▶ _Vorliegender Text_:
= = = =

Landesbischof Meister entschuldigt sich für sexuelle Gewalt in der Kirche

Die Landeskirche habe Schuld auf sich geladen, sagt der Theologe vor dem Kirchenparlament. Seit 1945 sind etwa 120 Fälle bekannt geworden.

Landesbischof Ralf Meister
Landesbischof Ralf MeisterHeiko Preller / Landeskirche Hannovers

Hannover. Der hannoversche Landesbischof Ralf Meister hat sich persönlich bei den Kindern und Jugendlichen entschuldigt, denen kirchliche Mitarbeiter sexuelle Gewalt angetan haben. „Ich übernehme als leitender Geistlicher die Verantwortung für das Unrecht, das Sie, die Sie Ihr Leid öffentlich gemacht haben, und unzählige andere Kinder und Jugendliche in der Vergangenheit durch Mitarbeitende dieser Kirche erlitten haben“, sagte er vor der digital tagenden Landessynode in Hannover.

Die Landeskirche habe Schuld auf sich geladen, sagte Meister. „Die tiefe, lebenslange Verwundung, die durch Menschen aus der Kirche anderen zugefügt worden ist, kann nicht wieder gut gemacht werden. Diese Verwundungen lehren uns, unsere Geschichte neu anzuschauen, sie neu zu schreiben und aus den Fehlern der Vergangenheit zu lernen.“

Täter oft verstorben

Zuvor hatte der Ausschuss für kirchliche Mitarbeit vor dem Kirchenparlament über die Aufarbeitung von Fällen sexualisierter Gewalt in der größten evangelischen Landeskirche in Deutschland berichtet.

= = = =

▶ _Datenauszüge_:

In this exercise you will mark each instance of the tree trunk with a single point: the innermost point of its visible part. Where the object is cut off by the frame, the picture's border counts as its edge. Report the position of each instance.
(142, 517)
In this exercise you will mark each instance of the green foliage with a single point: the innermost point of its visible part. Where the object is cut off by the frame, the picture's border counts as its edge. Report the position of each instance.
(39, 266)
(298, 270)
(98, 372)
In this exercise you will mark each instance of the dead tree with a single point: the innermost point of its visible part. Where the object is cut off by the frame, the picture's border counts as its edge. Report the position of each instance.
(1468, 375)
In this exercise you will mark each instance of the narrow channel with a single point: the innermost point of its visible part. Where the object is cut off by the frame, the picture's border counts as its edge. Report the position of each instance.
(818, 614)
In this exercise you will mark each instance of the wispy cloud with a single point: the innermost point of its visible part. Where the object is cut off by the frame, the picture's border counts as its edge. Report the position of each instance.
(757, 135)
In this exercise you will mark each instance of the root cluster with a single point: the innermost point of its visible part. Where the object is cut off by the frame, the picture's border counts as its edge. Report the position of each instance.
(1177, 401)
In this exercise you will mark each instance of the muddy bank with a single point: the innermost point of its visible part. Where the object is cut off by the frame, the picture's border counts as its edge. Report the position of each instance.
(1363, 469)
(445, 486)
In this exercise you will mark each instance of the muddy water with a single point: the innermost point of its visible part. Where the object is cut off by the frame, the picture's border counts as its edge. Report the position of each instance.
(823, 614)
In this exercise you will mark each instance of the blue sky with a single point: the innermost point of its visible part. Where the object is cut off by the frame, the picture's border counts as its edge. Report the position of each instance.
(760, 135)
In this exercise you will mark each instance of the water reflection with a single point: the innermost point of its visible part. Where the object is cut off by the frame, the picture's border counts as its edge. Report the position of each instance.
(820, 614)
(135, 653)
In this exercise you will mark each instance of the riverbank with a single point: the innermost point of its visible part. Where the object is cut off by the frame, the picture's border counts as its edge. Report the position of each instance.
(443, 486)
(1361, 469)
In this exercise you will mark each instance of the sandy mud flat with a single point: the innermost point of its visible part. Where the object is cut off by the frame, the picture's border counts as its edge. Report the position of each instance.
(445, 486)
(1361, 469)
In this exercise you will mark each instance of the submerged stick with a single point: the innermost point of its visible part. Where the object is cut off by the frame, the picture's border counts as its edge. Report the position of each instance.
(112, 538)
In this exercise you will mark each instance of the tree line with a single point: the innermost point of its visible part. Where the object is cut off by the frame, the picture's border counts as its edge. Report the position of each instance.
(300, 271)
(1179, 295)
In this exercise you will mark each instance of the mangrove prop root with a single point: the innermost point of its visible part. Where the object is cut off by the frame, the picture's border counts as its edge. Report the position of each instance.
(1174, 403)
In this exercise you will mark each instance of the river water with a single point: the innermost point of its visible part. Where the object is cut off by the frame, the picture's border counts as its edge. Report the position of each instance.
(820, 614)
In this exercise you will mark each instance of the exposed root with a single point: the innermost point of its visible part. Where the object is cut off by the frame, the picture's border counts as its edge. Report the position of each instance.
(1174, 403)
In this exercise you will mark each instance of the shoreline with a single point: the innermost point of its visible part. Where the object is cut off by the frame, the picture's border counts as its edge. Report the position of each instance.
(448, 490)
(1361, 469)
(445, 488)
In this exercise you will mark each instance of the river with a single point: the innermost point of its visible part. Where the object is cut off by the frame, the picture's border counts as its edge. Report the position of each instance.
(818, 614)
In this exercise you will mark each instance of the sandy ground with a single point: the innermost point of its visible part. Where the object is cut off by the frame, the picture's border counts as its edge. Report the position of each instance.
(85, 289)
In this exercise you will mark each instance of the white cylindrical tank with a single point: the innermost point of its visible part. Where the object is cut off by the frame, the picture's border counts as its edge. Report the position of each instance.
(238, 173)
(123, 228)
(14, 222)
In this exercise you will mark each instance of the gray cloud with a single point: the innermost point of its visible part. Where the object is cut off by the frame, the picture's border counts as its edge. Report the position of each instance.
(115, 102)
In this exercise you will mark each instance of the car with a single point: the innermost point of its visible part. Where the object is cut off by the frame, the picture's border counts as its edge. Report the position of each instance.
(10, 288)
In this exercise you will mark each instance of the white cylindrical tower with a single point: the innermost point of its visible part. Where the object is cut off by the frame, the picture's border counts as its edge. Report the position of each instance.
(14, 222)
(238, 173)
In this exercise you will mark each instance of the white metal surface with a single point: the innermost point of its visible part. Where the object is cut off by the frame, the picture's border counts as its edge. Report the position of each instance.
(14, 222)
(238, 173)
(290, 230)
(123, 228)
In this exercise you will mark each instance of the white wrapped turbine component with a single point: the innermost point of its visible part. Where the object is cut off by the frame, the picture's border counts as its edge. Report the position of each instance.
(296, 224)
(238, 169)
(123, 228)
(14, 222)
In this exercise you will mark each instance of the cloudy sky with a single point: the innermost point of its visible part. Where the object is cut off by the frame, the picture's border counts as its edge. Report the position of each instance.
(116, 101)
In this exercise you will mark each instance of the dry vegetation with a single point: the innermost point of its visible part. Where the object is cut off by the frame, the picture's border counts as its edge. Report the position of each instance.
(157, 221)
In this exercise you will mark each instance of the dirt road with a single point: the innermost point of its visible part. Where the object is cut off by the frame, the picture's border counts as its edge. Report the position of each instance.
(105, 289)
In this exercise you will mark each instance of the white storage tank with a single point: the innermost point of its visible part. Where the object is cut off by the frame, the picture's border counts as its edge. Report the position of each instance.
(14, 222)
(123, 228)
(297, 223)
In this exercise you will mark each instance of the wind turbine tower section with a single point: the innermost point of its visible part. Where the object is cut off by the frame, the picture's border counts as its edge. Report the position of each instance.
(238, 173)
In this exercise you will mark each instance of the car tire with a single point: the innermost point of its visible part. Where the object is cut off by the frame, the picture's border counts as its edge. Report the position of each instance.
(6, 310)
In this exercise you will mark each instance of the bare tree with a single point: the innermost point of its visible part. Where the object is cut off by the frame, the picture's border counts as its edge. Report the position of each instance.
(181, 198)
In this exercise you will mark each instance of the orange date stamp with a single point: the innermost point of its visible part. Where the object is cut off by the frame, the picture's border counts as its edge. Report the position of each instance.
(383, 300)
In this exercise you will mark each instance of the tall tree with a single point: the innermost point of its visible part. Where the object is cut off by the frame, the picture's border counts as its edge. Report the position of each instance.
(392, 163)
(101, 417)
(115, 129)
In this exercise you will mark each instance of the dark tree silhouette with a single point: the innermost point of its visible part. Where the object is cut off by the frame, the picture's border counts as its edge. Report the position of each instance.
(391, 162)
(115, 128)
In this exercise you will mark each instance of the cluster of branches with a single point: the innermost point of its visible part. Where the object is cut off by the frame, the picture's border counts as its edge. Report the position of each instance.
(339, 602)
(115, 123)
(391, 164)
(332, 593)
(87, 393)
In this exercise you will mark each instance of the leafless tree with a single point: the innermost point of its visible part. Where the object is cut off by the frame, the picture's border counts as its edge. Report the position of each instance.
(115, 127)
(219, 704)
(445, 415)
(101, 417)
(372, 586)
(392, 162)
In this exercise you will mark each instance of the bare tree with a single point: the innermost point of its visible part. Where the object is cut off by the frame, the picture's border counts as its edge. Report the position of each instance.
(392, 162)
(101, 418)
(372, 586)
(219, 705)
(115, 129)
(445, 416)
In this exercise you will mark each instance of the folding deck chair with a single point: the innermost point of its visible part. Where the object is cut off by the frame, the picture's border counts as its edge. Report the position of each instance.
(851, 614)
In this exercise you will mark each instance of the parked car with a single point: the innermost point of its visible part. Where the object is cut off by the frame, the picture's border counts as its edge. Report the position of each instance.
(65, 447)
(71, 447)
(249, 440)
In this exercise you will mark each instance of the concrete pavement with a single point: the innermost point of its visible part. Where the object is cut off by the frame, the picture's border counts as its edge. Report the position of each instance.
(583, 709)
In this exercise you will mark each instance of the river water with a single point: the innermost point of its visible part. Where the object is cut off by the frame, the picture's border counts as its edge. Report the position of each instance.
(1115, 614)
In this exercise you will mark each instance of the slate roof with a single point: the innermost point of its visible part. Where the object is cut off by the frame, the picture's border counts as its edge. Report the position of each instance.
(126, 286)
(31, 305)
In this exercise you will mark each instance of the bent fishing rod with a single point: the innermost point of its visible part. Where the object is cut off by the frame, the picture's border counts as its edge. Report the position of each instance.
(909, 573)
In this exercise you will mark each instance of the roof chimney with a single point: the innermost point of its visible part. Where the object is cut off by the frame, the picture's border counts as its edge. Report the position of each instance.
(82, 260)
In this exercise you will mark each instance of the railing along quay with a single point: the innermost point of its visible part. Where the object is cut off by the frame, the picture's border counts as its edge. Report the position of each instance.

= = = =

▶ _Aufgaben_:
1. Fasse den Text über die Entschuldigung von Landesbischof Meister in zwei Sätzen zusammen.
2. Gib aus dem Text über die Entschuldigung von Landesbischof Meister ein Stück wortgetreu aus: Fang bei den Worten „Die Landeskirche habe Schuld auf sich geladen, sagte“ an und hör nach „in Deutschland berichtet.“ auf.
Die Einträge stammen aus einer anderen Quelle als der Text.

▶ _Lösungen_:
1. Der hannoversche Landesbischof Ralf Meister hat sich vor der digital tagenden Landessynode persönlich bei den Kindern und Jugendlichen entschuldigt, denen kirchliche Mitarbeiter sexuelle Gewalt angetan haben, und gesagt, die Landeskirche habe Schuld auf sich geladen. Zuvor hatte der Ausschuss für kirchliche Mitarbeit über die Aufarbeitung von Fällen sexualisierter Gewalt berichtet, von denen seit 1945 etwa 120 bekannt geworden sind.

2.
Die Landeskirche habe Schuld auf sich geladen, sagte Meister. „Die tiefe, lebenslange Verwundung, die durch Menschen aus der Kirche anderen zugefügt worden ist, kann nicht wieder gut gemacht werden. Diese Verwundungen lehren uns, unsere Geschichte neu anzuschauen, sie neu zu schreiben und aus den Fehlern der Vergangenheit zu lernen.“

Täter oft verstorben

Zuvor hatte der Ausschuss für kirchliche Mitarbeit vor dem Kirchenparlament über die Aufarbeitung von Fällen sexualisierter Gewalt in der größten evangelischen Landeskirche in Deutschland berichtet.